Aim of the exercise: Starting at the line that contains "of the man's" and continuing through the end of the items below, write out every line again in full, shifting each coordinate in the answers by adding 66 to it.
==== Data provided
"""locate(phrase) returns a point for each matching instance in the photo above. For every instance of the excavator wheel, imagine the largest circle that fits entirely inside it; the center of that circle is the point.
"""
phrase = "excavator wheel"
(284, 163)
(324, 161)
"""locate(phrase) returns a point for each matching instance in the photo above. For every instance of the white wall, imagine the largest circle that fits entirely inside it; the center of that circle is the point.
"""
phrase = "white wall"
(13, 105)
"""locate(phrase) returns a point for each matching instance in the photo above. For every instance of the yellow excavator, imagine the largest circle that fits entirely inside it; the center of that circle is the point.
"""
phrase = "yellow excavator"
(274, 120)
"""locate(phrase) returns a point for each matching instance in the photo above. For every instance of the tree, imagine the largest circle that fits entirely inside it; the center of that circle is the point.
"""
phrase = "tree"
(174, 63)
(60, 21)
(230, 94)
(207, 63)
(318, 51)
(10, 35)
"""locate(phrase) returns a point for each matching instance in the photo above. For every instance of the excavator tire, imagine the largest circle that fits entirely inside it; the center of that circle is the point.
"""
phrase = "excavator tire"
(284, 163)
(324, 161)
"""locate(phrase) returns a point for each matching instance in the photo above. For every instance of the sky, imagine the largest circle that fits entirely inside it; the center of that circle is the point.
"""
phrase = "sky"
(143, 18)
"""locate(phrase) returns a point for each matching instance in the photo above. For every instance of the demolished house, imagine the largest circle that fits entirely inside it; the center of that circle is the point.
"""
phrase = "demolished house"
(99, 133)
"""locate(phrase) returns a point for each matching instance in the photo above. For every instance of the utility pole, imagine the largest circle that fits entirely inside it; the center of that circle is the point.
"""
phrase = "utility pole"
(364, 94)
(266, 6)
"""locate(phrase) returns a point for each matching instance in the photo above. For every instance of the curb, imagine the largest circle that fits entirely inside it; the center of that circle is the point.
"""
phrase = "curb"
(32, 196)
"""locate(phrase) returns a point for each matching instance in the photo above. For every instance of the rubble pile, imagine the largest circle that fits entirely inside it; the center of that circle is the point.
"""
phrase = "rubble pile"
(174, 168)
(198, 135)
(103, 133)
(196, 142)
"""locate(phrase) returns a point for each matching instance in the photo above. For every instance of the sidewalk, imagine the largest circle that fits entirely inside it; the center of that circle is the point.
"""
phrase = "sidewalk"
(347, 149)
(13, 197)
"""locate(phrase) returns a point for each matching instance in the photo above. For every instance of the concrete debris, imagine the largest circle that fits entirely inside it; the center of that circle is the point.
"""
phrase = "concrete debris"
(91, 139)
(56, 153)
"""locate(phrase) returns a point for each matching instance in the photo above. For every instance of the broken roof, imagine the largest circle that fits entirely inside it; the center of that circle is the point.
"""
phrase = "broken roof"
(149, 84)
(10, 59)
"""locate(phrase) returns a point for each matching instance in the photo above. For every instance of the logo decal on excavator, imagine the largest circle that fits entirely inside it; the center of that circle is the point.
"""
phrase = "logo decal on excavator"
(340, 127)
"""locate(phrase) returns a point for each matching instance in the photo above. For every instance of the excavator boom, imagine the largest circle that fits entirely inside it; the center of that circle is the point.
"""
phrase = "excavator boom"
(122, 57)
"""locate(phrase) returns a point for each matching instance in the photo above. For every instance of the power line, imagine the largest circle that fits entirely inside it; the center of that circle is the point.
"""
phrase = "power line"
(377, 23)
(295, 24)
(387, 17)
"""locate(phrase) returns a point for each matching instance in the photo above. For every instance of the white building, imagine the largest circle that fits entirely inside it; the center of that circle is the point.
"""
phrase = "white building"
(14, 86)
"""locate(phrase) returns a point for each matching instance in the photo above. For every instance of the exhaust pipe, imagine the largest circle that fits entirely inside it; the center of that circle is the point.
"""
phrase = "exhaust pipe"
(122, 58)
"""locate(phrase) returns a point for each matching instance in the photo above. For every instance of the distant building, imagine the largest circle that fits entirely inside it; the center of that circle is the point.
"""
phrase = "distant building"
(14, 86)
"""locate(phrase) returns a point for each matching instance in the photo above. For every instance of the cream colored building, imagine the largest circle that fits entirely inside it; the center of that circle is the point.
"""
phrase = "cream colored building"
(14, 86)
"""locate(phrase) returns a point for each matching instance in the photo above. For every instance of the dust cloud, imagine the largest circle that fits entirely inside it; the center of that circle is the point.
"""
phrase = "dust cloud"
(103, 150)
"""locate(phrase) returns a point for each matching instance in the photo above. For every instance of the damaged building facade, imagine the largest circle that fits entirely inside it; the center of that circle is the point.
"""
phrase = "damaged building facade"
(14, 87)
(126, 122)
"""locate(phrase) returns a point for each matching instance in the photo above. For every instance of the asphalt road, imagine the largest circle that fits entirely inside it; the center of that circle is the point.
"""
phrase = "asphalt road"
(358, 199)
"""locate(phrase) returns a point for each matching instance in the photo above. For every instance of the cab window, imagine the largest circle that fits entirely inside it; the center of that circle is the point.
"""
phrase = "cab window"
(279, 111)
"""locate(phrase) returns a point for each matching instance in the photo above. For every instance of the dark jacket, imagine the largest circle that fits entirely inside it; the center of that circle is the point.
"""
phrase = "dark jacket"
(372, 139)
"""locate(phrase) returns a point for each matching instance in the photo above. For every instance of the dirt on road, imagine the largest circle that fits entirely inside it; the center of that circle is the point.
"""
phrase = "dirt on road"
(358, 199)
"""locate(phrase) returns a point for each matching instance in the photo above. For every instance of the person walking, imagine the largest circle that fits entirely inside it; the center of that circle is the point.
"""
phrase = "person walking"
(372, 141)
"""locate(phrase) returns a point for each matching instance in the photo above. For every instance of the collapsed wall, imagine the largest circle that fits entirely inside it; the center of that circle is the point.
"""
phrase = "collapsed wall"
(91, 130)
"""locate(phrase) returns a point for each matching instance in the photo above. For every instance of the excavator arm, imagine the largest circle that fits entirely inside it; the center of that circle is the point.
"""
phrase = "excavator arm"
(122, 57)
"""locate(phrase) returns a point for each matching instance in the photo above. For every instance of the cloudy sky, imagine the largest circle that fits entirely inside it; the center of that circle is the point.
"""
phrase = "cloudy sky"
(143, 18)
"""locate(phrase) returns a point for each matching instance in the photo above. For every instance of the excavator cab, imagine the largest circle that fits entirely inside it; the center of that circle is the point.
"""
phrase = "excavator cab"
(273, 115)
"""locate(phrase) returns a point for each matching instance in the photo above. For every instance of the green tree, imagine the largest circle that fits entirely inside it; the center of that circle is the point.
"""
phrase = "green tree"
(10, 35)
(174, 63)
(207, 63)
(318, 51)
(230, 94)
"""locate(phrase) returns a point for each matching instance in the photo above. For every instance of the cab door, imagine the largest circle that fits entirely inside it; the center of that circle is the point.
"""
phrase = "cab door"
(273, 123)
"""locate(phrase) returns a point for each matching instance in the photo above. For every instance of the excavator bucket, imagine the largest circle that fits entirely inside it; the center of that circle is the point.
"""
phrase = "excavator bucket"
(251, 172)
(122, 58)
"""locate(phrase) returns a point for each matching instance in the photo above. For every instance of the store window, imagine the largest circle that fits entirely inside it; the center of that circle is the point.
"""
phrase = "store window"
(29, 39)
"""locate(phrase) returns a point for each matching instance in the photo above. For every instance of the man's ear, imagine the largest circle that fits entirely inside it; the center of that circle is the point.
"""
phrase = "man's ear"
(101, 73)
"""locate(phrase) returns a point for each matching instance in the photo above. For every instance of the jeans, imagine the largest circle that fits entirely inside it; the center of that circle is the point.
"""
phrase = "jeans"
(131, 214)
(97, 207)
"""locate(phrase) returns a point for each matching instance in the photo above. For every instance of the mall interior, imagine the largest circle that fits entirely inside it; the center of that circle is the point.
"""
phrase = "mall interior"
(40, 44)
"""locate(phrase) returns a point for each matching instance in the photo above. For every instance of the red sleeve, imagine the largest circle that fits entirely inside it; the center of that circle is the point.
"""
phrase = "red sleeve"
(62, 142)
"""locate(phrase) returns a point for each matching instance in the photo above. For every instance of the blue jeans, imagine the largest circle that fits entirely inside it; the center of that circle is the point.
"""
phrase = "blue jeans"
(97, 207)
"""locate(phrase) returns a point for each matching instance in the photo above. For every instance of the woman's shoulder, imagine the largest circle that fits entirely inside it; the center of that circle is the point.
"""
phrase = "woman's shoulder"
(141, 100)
========
Full solution:
"""locate(phrase) returns a point for each matching instance in the photo above. For every instance of the man's ear, imagine the largest circle that fits entirely inside it; the center of that circle is the point.
"""
phrase = "man's ear"
(167, 139)
"""locate(phrase) returns a point for each matching instance in the photo above. For every instance of the jeans, imagine the largest circle that fits entirely inside it; the center of that circle is the point.
"""
phrase = "jeans"
(197, 280)
(163, 273)
"""locate(phrase) returns a point for each matching instance in the photo above. For every instance of the mall interior, imagine the largest circle that fits entirely inside it; the center of that circle is the point.
"""
phrase = "mall interior"
(106, 110)
"""locate(phrase) returns a point for each matching instance in the photo above. For every instance of the red sleeve, imagine the largest circle that fits entirely inside it; the center of that circle is the point.
"""
phrase = "red sleeve"
(128, 208)
"""locate(phrase) returns a point for each matching instance in the photo above. For every instance of the blue jeans, imagine the largest circle that fits entirely inside it; the center of that circle is the point.
"""
phrase = "blue jeans"
(163, 273)
"""locate(phrase) returns a point for each matching instance in the photo above. For every instance of the woman's shoulder, imagine the largest circle that fits entirely inside it; the center of that circle is the point.
"""
phrase = "woman's shoulder"
(207, 166)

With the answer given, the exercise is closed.